● Input data:
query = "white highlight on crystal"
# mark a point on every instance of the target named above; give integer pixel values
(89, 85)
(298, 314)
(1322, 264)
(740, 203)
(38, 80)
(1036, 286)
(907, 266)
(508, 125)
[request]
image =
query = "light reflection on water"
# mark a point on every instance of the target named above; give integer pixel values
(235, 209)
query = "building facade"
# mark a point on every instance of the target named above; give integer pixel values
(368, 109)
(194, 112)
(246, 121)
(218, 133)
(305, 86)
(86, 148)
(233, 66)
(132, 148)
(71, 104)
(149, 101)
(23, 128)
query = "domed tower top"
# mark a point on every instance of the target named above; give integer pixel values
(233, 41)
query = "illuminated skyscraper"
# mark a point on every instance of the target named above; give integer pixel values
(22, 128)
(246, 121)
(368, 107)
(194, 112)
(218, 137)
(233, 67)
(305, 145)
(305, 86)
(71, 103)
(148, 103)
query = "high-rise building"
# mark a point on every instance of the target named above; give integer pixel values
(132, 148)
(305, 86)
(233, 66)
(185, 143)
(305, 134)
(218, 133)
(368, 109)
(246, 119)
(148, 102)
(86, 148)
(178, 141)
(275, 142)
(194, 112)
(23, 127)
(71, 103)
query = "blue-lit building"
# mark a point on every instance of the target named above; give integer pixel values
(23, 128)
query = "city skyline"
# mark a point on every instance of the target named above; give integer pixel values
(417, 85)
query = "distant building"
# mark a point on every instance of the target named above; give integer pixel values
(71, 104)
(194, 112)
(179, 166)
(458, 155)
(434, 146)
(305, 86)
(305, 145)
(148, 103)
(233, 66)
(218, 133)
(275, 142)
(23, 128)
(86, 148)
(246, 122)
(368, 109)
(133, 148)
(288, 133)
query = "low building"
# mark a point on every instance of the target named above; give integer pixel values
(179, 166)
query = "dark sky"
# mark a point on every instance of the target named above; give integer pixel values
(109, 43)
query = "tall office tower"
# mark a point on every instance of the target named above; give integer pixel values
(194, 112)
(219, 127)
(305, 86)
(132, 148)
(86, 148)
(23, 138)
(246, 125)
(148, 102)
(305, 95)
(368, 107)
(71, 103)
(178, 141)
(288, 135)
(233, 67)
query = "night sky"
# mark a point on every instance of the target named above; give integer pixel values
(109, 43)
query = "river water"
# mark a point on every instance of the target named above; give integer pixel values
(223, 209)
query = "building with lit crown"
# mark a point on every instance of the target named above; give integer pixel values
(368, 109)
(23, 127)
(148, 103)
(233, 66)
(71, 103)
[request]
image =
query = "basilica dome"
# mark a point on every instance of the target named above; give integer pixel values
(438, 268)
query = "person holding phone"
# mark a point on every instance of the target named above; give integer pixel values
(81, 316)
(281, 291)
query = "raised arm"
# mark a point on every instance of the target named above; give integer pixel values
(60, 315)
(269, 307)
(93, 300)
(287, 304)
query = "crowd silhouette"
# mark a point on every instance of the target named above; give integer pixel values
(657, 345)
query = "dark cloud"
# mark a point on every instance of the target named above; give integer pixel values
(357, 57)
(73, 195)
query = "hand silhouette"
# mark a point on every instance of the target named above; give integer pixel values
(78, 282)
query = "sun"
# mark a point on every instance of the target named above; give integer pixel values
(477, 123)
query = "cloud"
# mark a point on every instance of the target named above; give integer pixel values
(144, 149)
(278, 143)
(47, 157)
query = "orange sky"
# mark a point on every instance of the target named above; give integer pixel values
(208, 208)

● What is needed:
Tally the lines of the data above that contain the string "water", treating uppercase and lowercase as distinct, and give only the number.

● The result:
2